## Your goal
Drop the images. Copy every line below character for character.

## Records provided
● ● ● ● ● ● ●

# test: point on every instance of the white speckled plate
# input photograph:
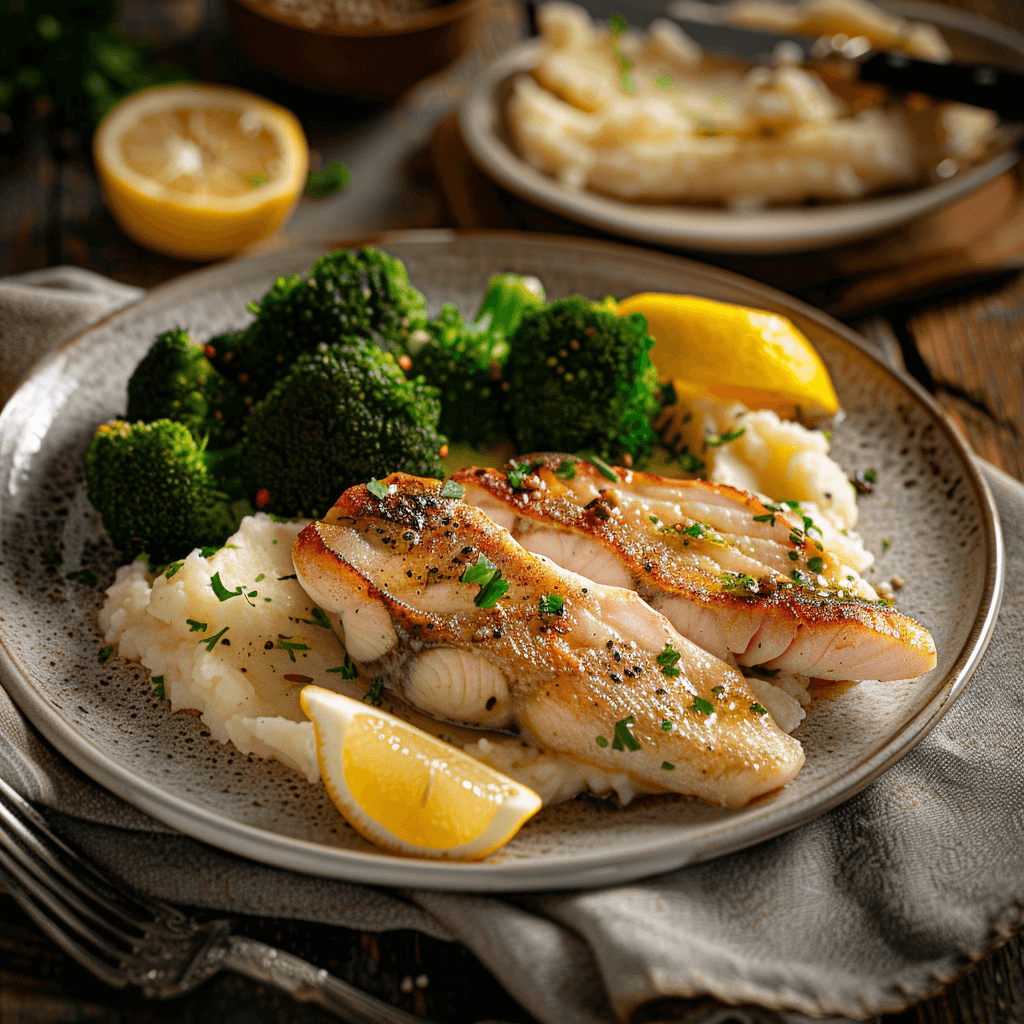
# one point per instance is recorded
(930, 501)
(778, 229)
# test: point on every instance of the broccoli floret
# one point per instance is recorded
(364, 294)
(342, 415)
(151, 484)
(580, 378)
(173, 382)
(465, 360)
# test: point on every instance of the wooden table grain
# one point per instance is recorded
(967, 347)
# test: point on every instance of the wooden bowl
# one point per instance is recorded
(371, 61)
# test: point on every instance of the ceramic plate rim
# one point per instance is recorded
(562, 871)
(783, 229)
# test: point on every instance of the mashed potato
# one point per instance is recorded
(242, 659)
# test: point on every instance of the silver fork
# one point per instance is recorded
(127, 938)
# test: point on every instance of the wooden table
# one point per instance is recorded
(966, 347)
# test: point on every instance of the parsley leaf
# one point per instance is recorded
(668, 662)
(624, 739)
(451, 488)
(328, 180)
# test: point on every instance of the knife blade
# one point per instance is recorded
(994, 88)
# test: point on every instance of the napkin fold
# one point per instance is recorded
(862, 911)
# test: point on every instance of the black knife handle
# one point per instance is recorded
(993, 88)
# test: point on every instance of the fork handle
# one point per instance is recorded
(307, 983)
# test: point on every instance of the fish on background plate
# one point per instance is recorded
(736, 576)
(430, 595)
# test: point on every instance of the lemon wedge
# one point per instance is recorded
(735, 353)
(200, 171)
(407, 791)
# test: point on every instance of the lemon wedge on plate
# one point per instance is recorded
(200, 171)
(735, 353)
(407, 791)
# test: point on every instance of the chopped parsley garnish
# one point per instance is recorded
(688, 462)
(738, 581)
(668, 662)
(451, 488)
(346, 670)
(211, 642)
(600, 465)
(493, 587)
(287, 643)
(223, 594)
(715, 440)
(87, 577)
(373, 695)
(328, 180)
(318, 619)
(518, 471)
(624, 739)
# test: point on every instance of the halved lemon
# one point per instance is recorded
(735, 353)
(200, 171)
(407, 791)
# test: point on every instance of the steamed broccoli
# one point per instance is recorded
(465, 360)
(342, 415)
(580, 378)
(364, 294)
(151, 484)
(176, 381)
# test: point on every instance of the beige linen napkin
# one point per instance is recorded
(862, 911)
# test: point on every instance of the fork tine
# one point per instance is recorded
(54, 909)
(33, 830)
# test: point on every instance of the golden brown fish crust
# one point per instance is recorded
(734, 574)
(597, 679)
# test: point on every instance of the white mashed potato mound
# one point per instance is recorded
(782, 461)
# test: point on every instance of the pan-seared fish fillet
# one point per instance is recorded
(732, 573)
(582, 669)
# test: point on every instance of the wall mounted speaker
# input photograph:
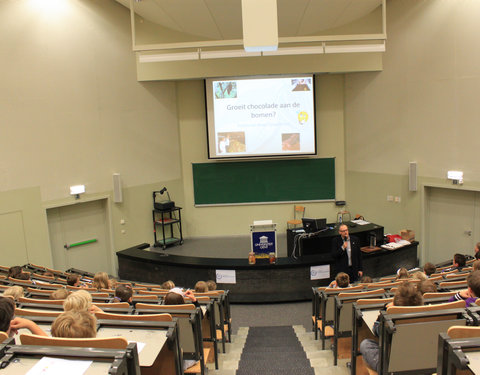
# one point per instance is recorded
(412, 176)
(117, 188)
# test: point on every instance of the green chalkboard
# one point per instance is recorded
(264, 181)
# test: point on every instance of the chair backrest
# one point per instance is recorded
(112, 304)
(460, 332)
(327, 305)
(100, 294)
(424, 308)
(370, 301)
(345, 314)
(430, 295)
(107, 342)
(47, 292)
(149, 292)
(190, 335)
(415, 330)
(27, 313)
(186, 307)
(41, 301)
(79, 288)
(146, 317)
(453, 284)
(18, 281)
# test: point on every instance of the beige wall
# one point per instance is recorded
(235, 220)
(422, 107)
(73, 112)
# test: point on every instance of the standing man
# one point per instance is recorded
(347, 254)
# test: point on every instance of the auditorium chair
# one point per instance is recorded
(190, 331)
(343, 317)
(455, 351)
(453, 285)
(412, 332)
(325, 310)
(361, 331)
(29, 313)
(162, 354)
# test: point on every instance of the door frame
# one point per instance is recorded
(425, 249)
(108, 204)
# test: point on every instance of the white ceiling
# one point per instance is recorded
(222, 19)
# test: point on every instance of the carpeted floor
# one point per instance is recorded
(274, 314)
(273, 351)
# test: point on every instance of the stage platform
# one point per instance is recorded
(224, 247)
(289, 279)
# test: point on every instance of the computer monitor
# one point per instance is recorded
(313, 225)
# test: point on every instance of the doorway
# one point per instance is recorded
(452, 222)
(78, 223)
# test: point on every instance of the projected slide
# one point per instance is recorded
(265, 116)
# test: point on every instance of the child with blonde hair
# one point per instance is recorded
(101, 281)
(80, 300)
(15, 292)
(75, 324)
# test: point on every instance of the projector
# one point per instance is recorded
(164, 206)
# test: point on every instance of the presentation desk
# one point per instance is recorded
(287, 280)
(322, 242)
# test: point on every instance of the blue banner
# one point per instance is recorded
(264, 242)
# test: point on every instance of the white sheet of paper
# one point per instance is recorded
(226, 276)
(58, 366)
(140, 345)
(320, 272)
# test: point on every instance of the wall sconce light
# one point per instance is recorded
(456, 177)
(77, 190)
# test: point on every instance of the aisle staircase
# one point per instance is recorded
(320, 360)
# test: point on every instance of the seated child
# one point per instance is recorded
(470, 294)
(60, 293)
(15, 292)
(80, 300)
(406, 295)
(366, 280)
(429, 268)
(212, 285)
(201, 287)
(169, 284)
(342, 280)
(402, 273)
(426, 286)
(11, 325)
(75, 324)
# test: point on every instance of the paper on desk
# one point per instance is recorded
(140, 345)
(58, 366)
(360, 222)
(320, 272)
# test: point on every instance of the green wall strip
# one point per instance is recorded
(81, 243)
(264, 181)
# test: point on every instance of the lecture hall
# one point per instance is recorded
(148, 142)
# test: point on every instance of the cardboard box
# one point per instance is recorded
(407, 234)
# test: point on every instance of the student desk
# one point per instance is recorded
(19, 359)
(155, 356)
(149, 341)
(25, 364)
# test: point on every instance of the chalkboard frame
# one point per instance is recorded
(263, 182)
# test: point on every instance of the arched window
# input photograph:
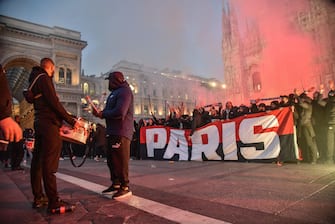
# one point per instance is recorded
(61, 77)
(68, 76)
(85, 88)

● ● ● ● ● ● ●

## Exercise result
# test: point on every instance of the white speckled plate
# input photograph:
# one point per instance is recorded
(930, 501)
(778, 229)
# test: point on every instance of the broccoli floret
# one point per instance is recorded
(364, 294)
(342, 415)
(151, 484)
(580, 378)
(173, 382)
(465, 360)
# test: point on every instance of the wooden table grain
# one point per instance is recorded
(967, 347)
# test: point on every instance of the wooden bowl
# one point per instance is recorded
(371, 61)
# test: point on every instance of the ceramic plate rim
# one point per instance is recorded
(562, 871)
(783, 229)
# test: point on every instance of the mashed potato
# one point per instance is recorded
(242, 659)
# test: point on every instance of the silver fork
# one point per instance is recorded
(127, 938)
# test: point on every instance of the wooden table
# one point per instance is recorded
(966, 347)
# test: point on every instance of the parsley leaf
# one point per instance is recorded
(668, 662)
(624, 739)
(451, 488)
(328, 180)
# test: point on every instance of the knife blade
# one point per instance is recorded
(994, 88)
# test: point on every instance of the napkin fold
# one point per instance is recorded
(862, 911)
# test: point on every instance of the black knife handle
# one point per instance is recorded
(993, 88)
# test: point on every instance of the fork handle
# one point per instance is recorded
(307, 983)
# test: point on every instance of the fish on background plate
# one point per instance is recorded
(736, 576)
(430, 595)
# test: point on every instance of the lemon wedge
# one point per instance is recorded
(735, 353)
(200, 171)
(407, 791)
# test: point on every instance of the lemon wedge on plate
# one point per instance is recorded
(200, 171)
(735, 353)
(407, 791)
# test: point on every instance of the chopped parsley garnish
# one point per instance is recorded
(688, 462)
(738, 581)
(668, 662)
(451, 488)
(346, 670)
(211, 642)
(600, 465)
(493, 587)
(287, 643)
(223, 594)
(715, 440)
(87, 577)
(373, 695)
(328, 180)
(318, 619)
(518, 471)
(624, 739)
# test: point on every instance of the halved lemon
# one point per instance is recorded
(735, 353)
(200, 171)
(407, 791)
# test: point on every instance of the steamed broccoli
# one point per instance is recorded
(465, 360)
(342, 415)
(580, 378)
(364, 294)
(151, 484)
(176, 381)
# test: point on every instance of the beige linen napkin
# one point per instance is recorded
(862, 911)
# test: point on every instance of the fork tine
# one point per instance is recorded
(54, 909)
(33, 830)
# test: point on every instance of the golden brown fish crust
# one point per instance is recorded
(734, 574)
(597, 679)
# test: point on every instance of the white mashed potato mound
# one point per instance is recorded
(782, 461)
# test: point on every instance of the pan-seared fish fillet
# one point per instance is recorded
(732, 573)
(582, 669)
# test: point on every instance of the wall mounted speaker
# input photograph:
# one point per instance is recorded
(412, 176)
(117, 188)
# test: point on every instance of the green chalkboard
# one point per instance is recorded
(264, 181)
# test: point on every instance of the chair backrest
# one point per instance is recorded
(112, 304)
(460, 332)
(327, 305)
(100, 294)
(424, 308)
(370, 301)
(345, 314)
(430, 295)
(107, 342)
(47, 292)
(149, 292)
(190, 335)
(415, 330)
(27, 313)
(186, 307)
(41, 301)
(79, 288)
(146, 317)
(453, 284)
(18, 281)
# test: point on every instance of the beige wall
# one point per instance is recorded
(235, 220)
(422, 107)
(73, 112)
# test: point on every instance of the standing man
# one point per instance is recorded
(347, 254)
# test: point on every instance of the auditorium chair
# one point per instance is recorded
(190, 331)
(343, 317)
(455, 351)
(453, 285)
(412, 332)
(325, 310)
(361, 331)
(29, 313)
(162, 354)
# test: point on every instance of the door frame
# one point per instance is recorded
(425, 249)
(108, 204)
# test: point on every instance of the white ceiling
# one point per instance is recorded
(222, 19)
# test: point on every instance of the carpeted floor
# one point per instance is recorded
(274, 314)
(273, 351)
# test: point on every instance of the stage platform
# one point per instance is recorded
(224, 247)
(289, 279)
# test: point on every instance of the computer monitor
# one point per instance is recorded
(313, 225)
# test: point on every instance of the doorway
# one point per instance is recorded
(452, 222)
(78, 223)
# test: point on every instance of the projected slide
# one point per instance is recorded
(265, 116)
# test: point on every instance of the child with blonde hair
# one point per instance is recorded
(101, 281)
(80, 300)
(15, 292)
(75, 324)
# test: point on every instance of the projector
# one point per instance is recorded
(164, 206)
# test: point on every instance of the presentation desk
# one point per instance is recorded
(287, 280)
(322, 242)
# test: point on every instance of the blue banner
# one point per instance is recorded
(264, 242)
# test: point on every instance of the white sheet of paper
# one point per instance is recorded
(226, 276)
(58, 366)
(140, 345)
(320, 272)
# test: point on every instance of the wall sconce light
# one point per instance is recorded
(456, 177)
(77, 190)
# test: point on every instance of the aisle staircase
# one point per instance is recorded
(320, 360)
# test: point on every instance of the seated child
# one point per instance is recorded
(470, 294)
(60, 293)
(15, 292)
(80, 300)
(406, 295)
(366, 280)
(429, 268)
(212, 285)
(201, 287)
(169, 284)
(342, 280)
(402, 273)
(426, 286)
(11, 325)
(75, 324)
# test: point on every instance of the paper on desk
# one point per instance is recorded
(140, 345)
(58, 366)
(360, 222)
(320, 272)
# test: point on every instance of the green wall strip
# one point per instance is recorded
(81, 243)
(264, 181)
# test: point on every instance of the lecture hall
# one point per instance is recorded
(148, 142)
# test: point on every instance of the cardboard box
# one point per instance is recorded
(407, 234)
# test: point on every instance of the student desk
# one point per instance is recorded
(19, 359)
(155, 356)
(149, 341)
(25, 364)
# test: point on every instance of the chalkboard frame
# one point per instance is recorded
(263, 182)
# test: point on every instance of the arched window
# input photograph:
# one point per instance is recorded
(61, 77)
(68, 76)
(85, 88)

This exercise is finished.